[RECORDS PROVIDED]:

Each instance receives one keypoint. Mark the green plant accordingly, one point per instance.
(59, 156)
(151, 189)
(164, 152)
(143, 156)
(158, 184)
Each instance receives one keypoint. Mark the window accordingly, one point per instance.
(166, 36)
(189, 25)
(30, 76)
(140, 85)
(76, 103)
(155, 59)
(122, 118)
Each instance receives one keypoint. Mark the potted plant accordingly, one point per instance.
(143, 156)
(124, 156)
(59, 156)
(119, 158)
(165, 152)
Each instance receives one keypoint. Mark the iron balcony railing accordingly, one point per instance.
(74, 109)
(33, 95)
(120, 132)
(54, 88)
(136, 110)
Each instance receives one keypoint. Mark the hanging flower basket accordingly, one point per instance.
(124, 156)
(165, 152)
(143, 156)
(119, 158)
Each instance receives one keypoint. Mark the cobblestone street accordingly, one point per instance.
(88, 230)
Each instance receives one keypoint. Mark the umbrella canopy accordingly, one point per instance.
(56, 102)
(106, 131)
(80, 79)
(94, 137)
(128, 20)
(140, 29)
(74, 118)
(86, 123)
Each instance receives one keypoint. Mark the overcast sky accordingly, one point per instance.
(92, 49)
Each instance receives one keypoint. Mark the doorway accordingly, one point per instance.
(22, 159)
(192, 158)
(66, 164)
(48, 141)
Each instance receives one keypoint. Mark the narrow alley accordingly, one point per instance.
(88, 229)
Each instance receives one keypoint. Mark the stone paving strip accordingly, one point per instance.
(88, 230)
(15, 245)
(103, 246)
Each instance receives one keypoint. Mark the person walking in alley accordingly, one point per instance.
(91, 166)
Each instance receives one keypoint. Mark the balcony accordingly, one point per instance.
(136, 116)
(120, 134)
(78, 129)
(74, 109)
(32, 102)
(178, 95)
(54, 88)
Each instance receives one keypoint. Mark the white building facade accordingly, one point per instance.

[PROBLEM REQUIREMENTS]: Write out the full listing, keeping every line exactly as it is.

[OUTPUT OF THE TASK]:
Each instance receives one keypoint. Mark the green plant accordingly, one point per instance.
(59, 156)
(151, 189)
(164, 152)
(143, 156)
(158, 184)
Each instance receives one keypoint. Mark the window accordingly, one point per instance.
(166, 36)
(189, 25)
(30, 76)
(140, 85)
(76, 103)
(155, 59)
(122, 118)
Each instance receives one keypoint. Mark the potted plant accordingly, one point per instance.
(143, 156)
(124, 156)
(59, 156)
(119, 158)
(165, 152)
Each instance receives one keypoint. Mark the iron balcony railing accordingly, one point per instance.
(74, 109)
(33, 95)
(120, 132)
(54, 88)
(136, 110)
Each instance receives one keypoint. Mark the hanging flower basket accordingly, one point per instance.
(124, 156)
(165, 152)
(143, 156)
(119, 158)
Each instance receives one keypoint. Mark the cobblestone street accordingly, one point per instance.
(88, 230)
Each instance receives one keypoint. Mark the umbrella canopy accordingly, one point per instance.
(56, 102)
(106, 131)
(80, 79)
(94, 137)
(128, 20)
(140, 29)
(74, 118)
(86, 123)
Each instance receives one keypoint. Mark the overcast sky accordingly, one point per instance.
(92, 49)
Each instance receives one keypoint. Mark the doorway accordingly, one point per instance.
(22, 159)
(192, 158)
(66, 164)
(48, 141)
Each instance receives one keypoint. Mark the narrow alley accordingly, one point per instance.
(88, 229)
Each instance receives one keypoint. Mark the stone paving strip accordingly, one point per instance.
(88, 230)
(15, 245)
(103, 246)
Each instance receives one keypoint. Mark the person walking in alley accordingly, one point per instance.
(91, 166)
Each instance receives one keypoint. Mark the balcony accordingly, one point per instance.
(136, 116)
(120, 134)
(78, 129)
(74, 109)
(32, 102)
(178, 95)
(54, 88)
Each instance receives one keypoint. Mark the white building facade accordingly, one point per instance.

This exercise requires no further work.